▶ Set task
Reproduce, unchanged, the lines of the listing below from the one containing "Each instance of the window sill" through the one containing "[[25, 633], [26, 701]]", including both of those lines.

▶ Dataset
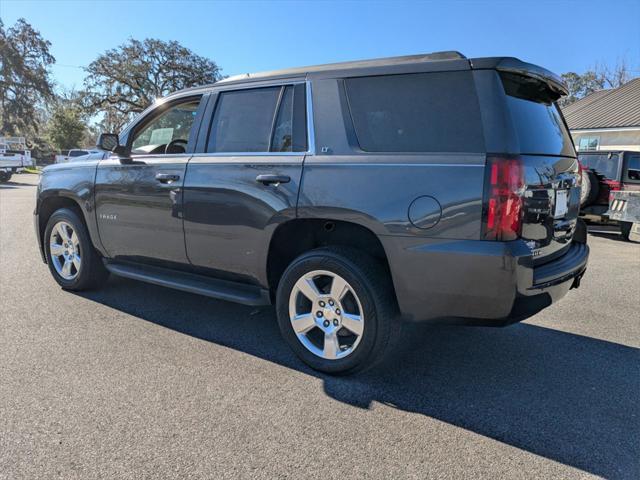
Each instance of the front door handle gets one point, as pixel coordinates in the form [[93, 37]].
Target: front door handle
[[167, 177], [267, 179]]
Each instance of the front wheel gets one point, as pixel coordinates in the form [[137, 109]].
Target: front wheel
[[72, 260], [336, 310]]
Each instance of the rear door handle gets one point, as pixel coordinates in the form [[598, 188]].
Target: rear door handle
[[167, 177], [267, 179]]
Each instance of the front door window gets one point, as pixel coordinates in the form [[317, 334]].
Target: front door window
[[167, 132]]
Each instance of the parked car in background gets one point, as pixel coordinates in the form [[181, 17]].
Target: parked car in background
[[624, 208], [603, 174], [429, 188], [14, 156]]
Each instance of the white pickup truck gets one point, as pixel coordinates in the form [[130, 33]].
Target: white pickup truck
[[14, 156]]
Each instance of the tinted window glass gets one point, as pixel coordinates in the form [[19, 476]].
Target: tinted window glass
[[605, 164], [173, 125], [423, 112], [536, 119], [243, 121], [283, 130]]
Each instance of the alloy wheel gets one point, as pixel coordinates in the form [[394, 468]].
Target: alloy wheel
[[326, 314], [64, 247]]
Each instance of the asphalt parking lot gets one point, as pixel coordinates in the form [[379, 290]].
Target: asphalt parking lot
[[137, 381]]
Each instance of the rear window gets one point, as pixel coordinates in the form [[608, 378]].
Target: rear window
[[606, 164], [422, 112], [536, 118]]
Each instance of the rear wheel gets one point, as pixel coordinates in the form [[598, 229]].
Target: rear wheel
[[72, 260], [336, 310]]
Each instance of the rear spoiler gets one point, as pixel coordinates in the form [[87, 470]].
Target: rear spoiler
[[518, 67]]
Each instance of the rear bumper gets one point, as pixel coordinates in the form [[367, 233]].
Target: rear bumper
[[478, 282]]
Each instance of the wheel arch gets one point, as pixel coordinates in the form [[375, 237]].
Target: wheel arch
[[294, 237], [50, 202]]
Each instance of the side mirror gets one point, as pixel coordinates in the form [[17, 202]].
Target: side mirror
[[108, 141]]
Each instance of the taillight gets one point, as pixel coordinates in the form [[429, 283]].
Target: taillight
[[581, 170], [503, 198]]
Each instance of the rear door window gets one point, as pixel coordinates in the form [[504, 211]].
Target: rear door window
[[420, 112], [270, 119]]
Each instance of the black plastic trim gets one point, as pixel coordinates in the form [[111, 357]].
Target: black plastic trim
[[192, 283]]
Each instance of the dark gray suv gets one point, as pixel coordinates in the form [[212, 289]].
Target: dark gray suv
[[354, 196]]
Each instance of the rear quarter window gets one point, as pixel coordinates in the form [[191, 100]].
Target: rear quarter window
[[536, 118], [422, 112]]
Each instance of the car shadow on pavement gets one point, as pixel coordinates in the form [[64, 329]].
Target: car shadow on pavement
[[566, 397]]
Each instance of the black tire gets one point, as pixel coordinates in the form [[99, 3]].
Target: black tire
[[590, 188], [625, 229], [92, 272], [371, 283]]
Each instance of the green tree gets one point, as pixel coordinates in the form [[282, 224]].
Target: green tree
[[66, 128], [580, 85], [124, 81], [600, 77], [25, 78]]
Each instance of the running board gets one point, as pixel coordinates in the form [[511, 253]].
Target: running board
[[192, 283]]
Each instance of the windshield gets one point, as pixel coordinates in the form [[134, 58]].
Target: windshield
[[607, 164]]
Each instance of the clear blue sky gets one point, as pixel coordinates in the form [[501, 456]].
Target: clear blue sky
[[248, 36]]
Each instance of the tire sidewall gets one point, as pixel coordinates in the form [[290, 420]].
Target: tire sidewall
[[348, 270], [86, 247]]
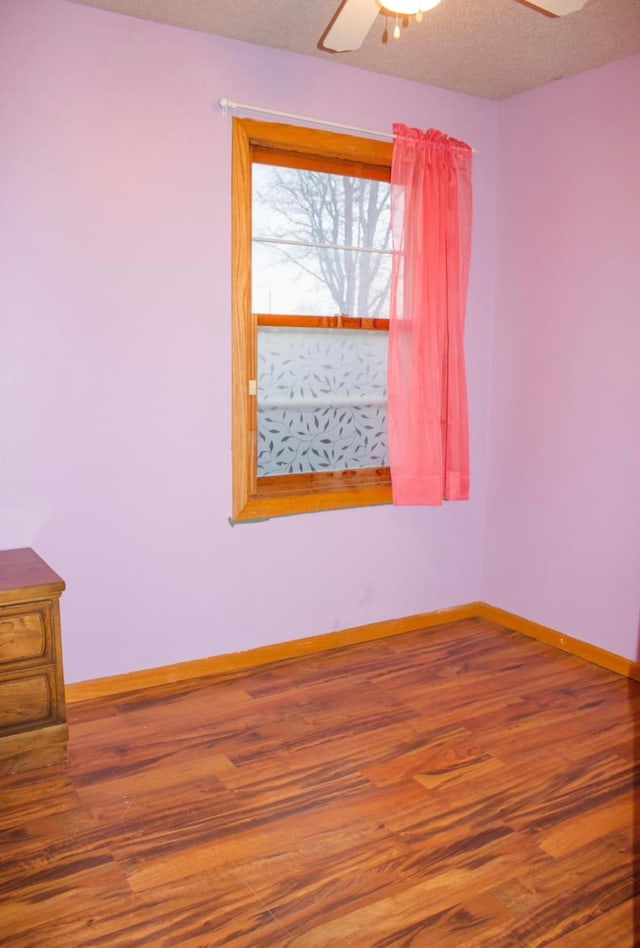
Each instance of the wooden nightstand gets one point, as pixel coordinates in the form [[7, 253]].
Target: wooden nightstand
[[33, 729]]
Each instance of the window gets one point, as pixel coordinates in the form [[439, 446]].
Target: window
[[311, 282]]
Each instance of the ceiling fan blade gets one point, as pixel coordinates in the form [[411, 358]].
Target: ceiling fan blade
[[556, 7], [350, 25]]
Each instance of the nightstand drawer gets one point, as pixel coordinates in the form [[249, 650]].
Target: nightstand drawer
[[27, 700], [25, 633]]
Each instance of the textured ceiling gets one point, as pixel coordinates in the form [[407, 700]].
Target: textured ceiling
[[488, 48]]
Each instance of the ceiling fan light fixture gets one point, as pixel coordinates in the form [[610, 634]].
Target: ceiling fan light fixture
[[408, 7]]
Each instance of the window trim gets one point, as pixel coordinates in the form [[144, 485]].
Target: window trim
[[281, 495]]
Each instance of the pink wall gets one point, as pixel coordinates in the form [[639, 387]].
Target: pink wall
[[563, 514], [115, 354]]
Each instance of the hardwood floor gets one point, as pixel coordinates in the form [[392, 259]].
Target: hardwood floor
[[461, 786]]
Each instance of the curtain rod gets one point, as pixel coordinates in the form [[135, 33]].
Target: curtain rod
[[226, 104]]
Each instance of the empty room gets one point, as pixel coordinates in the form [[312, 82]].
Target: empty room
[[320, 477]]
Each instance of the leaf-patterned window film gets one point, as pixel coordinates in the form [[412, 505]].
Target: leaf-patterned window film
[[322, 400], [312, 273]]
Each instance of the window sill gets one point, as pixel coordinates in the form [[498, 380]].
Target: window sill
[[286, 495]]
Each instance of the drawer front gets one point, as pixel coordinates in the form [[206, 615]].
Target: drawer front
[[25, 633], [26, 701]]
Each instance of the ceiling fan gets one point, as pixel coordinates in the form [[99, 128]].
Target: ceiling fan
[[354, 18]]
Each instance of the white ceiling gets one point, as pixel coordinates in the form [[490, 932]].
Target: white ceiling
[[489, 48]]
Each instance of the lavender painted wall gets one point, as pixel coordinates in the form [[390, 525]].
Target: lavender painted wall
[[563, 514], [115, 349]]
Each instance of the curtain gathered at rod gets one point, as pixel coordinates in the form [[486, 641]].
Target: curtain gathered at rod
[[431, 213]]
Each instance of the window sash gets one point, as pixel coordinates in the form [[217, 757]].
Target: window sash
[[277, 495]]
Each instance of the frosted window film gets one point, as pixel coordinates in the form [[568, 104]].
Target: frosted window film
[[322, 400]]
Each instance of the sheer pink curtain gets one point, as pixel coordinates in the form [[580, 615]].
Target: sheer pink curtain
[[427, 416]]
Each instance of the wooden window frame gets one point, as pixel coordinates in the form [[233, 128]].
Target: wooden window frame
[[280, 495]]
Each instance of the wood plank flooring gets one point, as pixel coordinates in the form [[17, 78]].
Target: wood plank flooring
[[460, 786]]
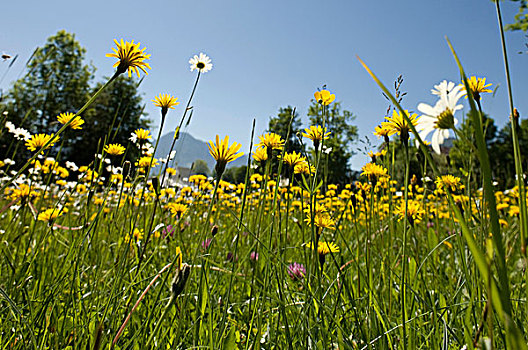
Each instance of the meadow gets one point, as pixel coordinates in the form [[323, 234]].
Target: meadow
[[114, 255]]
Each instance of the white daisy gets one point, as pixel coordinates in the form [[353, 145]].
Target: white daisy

▶ Exercise solution
Each instance of the window sill gets one point, as pixel coordinates in the form [[498, 380]].
Target: window sill
[[286, 495]]
Each instance of the drawer front gets one point, as pixel coordinates in the form [[206, 615]].
Target: drawer front
[[25, 633], [26, 701]]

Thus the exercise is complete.